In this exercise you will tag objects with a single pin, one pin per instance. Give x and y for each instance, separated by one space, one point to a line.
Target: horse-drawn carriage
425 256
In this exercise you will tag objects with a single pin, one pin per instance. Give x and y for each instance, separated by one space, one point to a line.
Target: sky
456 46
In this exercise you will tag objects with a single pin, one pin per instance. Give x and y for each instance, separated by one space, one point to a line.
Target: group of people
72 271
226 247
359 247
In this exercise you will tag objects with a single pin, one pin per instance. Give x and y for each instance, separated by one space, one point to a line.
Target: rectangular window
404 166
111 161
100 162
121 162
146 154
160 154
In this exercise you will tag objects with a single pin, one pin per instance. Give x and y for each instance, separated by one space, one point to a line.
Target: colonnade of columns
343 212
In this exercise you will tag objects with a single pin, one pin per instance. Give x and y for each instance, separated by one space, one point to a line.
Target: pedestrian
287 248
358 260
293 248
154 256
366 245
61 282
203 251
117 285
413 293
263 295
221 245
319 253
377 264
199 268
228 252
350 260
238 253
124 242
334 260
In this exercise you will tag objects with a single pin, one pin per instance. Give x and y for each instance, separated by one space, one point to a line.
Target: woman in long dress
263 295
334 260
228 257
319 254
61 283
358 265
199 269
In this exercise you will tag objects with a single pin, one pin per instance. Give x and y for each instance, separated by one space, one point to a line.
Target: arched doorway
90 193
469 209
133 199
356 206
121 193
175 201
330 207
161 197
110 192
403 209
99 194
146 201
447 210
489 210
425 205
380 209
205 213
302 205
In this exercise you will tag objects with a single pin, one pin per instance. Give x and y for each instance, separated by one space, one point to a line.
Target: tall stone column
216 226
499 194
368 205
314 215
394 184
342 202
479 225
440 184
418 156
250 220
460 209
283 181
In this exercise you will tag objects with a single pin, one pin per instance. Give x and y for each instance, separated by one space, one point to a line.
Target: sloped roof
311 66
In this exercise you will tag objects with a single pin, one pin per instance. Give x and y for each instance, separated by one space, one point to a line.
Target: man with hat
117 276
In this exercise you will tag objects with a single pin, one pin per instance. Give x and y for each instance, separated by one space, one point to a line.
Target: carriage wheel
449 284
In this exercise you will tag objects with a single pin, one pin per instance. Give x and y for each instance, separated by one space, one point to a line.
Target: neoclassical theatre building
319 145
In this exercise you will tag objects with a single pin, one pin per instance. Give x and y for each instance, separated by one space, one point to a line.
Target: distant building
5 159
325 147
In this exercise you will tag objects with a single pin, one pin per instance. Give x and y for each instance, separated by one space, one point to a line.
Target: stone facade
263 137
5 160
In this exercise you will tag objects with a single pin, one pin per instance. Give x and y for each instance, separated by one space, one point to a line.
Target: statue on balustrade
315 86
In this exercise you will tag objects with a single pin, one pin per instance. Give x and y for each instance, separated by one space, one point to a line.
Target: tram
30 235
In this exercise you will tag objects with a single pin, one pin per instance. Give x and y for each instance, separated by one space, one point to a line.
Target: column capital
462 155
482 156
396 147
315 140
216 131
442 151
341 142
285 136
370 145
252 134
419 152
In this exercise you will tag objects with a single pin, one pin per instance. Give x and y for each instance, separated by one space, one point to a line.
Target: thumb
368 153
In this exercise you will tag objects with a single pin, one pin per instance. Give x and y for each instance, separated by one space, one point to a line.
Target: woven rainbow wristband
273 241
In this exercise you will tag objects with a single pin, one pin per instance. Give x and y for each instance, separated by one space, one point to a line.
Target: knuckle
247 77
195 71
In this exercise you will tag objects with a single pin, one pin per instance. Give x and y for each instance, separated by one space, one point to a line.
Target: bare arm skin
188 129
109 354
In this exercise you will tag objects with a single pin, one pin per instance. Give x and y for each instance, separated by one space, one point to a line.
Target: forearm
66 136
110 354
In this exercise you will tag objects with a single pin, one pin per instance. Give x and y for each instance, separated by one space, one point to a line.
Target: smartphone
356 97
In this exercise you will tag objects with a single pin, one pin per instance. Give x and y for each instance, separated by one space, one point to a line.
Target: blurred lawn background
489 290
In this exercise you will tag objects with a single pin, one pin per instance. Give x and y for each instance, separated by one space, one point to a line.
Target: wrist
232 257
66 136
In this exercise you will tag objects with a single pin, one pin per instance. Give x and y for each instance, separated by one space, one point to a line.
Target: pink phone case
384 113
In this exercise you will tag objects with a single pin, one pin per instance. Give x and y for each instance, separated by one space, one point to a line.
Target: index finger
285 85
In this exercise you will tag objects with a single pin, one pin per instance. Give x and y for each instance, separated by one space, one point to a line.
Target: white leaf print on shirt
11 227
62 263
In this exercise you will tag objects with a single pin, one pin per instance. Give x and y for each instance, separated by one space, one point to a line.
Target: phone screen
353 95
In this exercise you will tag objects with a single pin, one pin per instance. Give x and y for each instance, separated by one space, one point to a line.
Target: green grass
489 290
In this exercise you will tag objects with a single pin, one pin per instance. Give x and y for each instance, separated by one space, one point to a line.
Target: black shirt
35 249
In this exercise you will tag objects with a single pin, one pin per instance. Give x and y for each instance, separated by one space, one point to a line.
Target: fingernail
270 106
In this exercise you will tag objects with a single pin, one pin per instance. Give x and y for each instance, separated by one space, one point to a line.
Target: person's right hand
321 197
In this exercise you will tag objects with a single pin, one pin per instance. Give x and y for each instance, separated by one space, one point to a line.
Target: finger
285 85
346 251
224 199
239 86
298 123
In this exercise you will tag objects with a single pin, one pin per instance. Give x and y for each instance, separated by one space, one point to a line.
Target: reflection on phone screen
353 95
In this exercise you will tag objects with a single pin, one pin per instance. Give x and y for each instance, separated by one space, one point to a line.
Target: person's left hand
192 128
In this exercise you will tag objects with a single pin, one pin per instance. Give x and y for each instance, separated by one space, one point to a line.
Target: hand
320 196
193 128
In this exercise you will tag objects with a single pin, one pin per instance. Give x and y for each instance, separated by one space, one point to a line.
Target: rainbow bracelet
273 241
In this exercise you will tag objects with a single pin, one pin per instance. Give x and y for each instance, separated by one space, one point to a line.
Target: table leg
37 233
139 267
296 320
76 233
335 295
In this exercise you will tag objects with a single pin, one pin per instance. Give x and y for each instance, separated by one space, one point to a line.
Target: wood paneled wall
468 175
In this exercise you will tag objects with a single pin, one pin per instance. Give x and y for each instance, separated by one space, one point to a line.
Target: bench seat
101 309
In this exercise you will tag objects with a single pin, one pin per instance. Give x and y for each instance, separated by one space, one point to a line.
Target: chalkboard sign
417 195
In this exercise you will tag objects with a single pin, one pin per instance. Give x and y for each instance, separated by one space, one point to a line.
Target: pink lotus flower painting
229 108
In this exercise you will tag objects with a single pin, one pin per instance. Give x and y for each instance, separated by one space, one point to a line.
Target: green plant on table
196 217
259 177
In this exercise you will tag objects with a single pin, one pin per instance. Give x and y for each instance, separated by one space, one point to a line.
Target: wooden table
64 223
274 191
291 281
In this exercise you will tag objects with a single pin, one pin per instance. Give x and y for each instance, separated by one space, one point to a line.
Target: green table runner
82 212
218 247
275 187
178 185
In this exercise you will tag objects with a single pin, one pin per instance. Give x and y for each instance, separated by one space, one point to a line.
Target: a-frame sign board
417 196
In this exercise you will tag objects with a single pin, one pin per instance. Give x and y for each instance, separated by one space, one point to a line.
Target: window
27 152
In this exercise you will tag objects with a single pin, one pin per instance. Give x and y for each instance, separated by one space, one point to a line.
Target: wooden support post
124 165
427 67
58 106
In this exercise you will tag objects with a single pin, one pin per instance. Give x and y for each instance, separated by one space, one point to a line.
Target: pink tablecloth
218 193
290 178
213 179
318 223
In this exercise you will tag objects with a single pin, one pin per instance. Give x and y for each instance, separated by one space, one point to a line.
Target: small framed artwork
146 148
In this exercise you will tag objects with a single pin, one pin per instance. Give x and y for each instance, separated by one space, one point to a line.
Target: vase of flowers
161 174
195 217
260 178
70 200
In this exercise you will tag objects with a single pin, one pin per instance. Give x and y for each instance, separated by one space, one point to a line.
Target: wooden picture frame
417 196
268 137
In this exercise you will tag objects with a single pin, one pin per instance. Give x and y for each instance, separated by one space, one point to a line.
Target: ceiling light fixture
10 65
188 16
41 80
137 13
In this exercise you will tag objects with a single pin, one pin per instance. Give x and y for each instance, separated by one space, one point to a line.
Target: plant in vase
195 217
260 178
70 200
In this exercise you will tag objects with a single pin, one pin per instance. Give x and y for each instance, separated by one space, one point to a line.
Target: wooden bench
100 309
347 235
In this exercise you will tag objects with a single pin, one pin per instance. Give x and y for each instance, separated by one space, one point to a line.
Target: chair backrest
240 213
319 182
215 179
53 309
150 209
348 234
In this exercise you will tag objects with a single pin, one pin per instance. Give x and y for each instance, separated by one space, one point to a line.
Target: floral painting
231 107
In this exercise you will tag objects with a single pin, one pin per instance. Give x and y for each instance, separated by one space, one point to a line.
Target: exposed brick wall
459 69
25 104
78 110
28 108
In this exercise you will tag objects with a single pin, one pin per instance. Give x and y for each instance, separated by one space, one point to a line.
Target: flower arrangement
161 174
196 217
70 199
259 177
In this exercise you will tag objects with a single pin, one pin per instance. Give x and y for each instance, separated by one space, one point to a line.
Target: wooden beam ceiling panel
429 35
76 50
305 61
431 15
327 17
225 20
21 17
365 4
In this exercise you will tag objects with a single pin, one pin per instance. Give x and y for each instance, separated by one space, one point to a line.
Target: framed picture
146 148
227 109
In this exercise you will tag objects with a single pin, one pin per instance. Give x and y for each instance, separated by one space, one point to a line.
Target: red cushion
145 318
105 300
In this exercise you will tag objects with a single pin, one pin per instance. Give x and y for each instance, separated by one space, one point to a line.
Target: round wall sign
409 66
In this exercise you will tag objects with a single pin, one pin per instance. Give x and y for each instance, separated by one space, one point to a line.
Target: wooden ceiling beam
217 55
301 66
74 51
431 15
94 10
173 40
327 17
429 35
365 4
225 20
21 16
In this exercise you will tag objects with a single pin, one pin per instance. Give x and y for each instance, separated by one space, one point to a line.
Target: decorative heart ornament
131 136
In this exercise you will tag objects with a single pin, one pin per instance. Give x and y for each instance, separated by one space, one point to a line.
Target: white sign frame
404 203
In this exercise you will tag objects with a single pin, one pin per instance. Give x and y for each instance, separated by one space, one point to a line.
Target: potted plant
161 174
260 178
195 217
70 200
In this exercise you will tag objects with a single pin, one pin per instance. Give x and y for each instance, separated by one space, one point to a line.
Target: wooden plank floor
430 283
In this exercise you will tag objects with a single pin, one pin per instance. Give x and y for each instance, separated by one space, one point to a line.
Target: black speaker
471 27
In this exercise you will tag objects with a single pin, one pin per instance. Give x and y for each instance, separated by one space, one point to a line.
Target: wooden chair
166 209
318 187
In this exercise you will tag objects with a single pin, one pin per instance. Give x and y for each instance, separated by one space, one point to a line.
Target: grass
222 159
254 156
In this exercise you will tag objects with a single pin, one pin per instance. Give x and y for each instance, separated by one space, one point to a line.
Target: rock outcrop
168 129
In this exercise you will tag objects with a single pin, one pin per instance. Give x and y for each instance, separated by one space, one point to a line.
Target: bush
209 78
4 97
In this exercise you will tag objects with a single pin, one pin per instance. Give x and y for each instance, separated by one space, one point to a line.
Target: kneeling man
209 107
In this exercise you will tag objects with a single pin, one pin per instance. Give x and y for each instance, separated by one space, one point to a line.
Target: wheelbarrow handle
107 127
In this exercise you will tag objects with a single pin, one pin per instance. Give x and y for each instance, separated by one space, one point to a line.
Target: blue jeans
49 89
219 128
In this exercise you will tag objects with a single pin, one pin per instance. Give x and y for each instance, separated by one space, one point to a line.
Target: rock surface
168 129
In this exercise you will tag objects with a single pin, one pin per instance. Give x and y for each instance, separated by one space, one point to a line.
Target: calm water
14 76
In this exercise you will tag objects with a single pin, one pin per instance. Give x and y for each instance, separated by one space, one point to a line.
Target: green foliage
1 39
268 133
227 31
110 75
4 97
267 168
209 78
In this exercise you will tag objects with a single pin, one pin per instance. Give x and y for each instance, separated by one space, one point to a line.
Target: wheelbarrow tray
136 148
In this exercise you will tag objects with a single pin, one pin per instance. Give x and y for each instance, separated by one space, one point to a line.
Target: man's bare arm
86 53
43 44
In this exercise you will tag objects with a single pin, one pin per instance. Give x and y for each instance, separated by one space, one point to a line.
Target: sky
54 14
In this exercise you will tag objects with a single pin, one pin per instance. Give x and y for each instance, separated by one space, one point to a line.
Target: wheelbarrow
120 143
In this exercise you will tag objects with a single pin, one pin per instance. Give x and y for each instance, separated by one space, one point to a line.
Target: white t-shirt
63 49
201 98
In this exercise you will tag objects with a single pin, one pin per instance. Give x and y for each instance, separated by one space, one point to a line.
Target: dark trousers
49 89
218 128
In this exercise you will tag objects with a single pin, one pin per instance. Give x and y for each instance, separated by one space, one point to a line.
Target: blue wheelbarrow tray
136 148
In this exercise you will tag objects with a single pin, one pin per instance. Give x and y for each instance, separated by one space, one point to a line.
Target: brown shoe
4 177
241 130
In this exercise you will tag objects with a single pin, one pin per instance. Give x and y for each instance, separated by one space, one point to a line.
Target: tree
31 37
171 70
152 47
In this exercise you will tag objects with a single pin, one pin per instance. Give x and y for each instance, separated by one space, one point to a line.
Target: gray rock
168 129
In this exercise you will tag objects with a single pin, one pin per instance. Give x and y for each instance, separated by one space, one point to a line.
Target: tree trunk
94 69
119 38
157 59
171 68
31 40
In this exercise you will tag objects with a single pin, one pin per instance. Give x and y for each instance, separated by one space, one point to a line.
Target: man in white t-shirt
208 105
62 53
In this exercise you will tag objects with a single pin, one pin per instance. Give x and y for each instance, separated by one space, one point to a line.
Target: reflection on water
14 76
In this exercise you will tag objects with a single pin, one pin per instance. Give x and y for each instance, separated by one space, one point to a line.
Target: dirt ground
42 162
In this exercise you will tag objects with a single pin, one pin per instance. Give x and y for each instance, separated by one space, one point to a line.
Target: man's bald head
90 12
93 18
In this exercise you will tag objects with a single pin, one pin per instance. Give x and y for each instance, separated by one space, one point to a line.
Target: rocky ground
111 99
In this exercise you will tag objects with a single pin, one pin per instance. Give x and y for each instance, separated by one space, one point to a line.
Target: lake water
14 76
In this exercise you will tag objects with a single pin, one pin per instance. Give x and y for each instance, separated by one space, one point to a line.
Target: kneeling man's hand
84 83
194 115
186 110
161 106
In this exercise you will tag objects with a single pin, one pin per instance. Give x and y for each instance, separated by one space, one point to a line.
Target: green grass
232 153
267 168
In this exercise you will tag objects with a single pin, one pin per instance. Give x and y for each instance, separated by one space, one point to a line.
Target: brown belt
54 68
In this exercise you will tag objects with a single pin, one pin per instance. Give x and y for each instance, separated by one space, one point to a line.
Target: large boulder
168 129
******
*Exercise description*:
Show each line above that contains "wall", copied in full. Case counts.

*Written response*:
Target: wood paneled wall
Target: exposed brick wall
Target: round wall sign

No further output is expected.